PROVIDED PASSAGE:
────

Last July, people in Los Alamos and Santa Fe looked toward Bandelier National Monument and saw smoke in the air.

Rather than stomp the lightning-caused San Miguel Fire out quickly, Bandelier National Monument let it burn, a counterintuitive move for an agency that only nine years prior had set the blaze destined to became one of the most destructive fires in recent memory. But it was an example of just how much fire management has changed in the last few decades.

Bandelier’s superintendent, Jason Lott, let the San Miguel Fire burn because the weather conditions were right. Fire resources were available if the park’s fire staff needed help, and the fire occurred in an area park staff had already mapped out as needing treatment to reduce flammable forest material. The San Miguel Wildland Fire burned 1,635 acres in the park and Santa Fe National Forest. It left behind patches of burned and unburned vegetation, exactly what forest ecologists like to see. Bandelier’s fire staff only tamped down the fire when it threatened cultural resources or entered risky areas. “Our goal is to allow lightning-ignited fires to burn naturally within fire-adapted ecosystems when we can do so safely, effectively and efficiently,” said Lott at the time.

────

RAW DATA:
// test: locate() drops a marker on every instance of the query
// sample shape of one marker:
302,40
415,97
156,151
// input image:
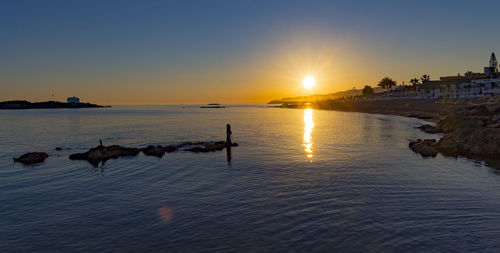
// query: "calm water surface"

────

TASK A: Could you reproduce the Bandelier fire passage word for word from "Bandelier’s superintendent, Jason" to "at the time."?
TASK B: Can you carry the passage about the San Miguel Fire forward from the point where it stops?

RESULT A:
Bandelier’s superintendent, Jason Lott, let the San Miguel Fire burn because the weather conditions were right. Fire resources were available if the park’s fire staff needed help, and the fire occurred in an area park staff had already mapped out as needing treatment to reduce flammable forest material. The San Miguel Wildland Fire burned 1,635 acres in the park and Santa Fe National Forest. It left behind patches of burned and unburned vegetation, exactly what forest ecologists like to see. Bandelier’s fire staff only tamped down the fire when it threatened cultural resources or entered risky areas. “Our goal is to allow lightning-ignited fires to burn naturally within fire-adapted ecosystems when we can do so safely, effectively and efficiently,” said Lott at the time.

RESULT B:
In centuries past, nature took care of periodically cleaning house in Bandelier and other southwestern forests, sending fire through every 10 to 25 years to kill weak trees and reduce plant debris on the forest floor. Archaeologists and anthropologists have found evidence of ancient native people setting fires to stimulate grass growth.

Then, after the 1871 fire in Peshtigo, Wis., that killed more than 1,000 people, and the Great Fire of 1910 that burned more than 3 million acres in Washington, Montana and Idaho and killed 78 firefighters, wildfire became an enemy to be stopped. From the early to mid-1900s, fire suppression, grazing and logging interrupted the cycle. Western forests became dense and overgrown. “We’ve changed the landscape so that it doesn’t necessarily function as it traditionally did,” said Richard Bahr, lead fire ecologist for the National Park Service in Boise, Idaho.

Bahr said land managers began letting fires burn out naturally again after the 1960s. They were easier to control because the climate was moister and cooler through the 1980s.

Then three factors combined to make forest fires more complicated and more expensive to fight, Bahr said: millions of acres of overgrown forests, more people living in them and a drier, warmer climate.

Tom Nichols, chief of fire and aviation for the National Park Service in Boise, said there are three parts to forest fire management — prescribed burns, suppression of fires and letting the fire burn out on its own as in the case of San Miguel.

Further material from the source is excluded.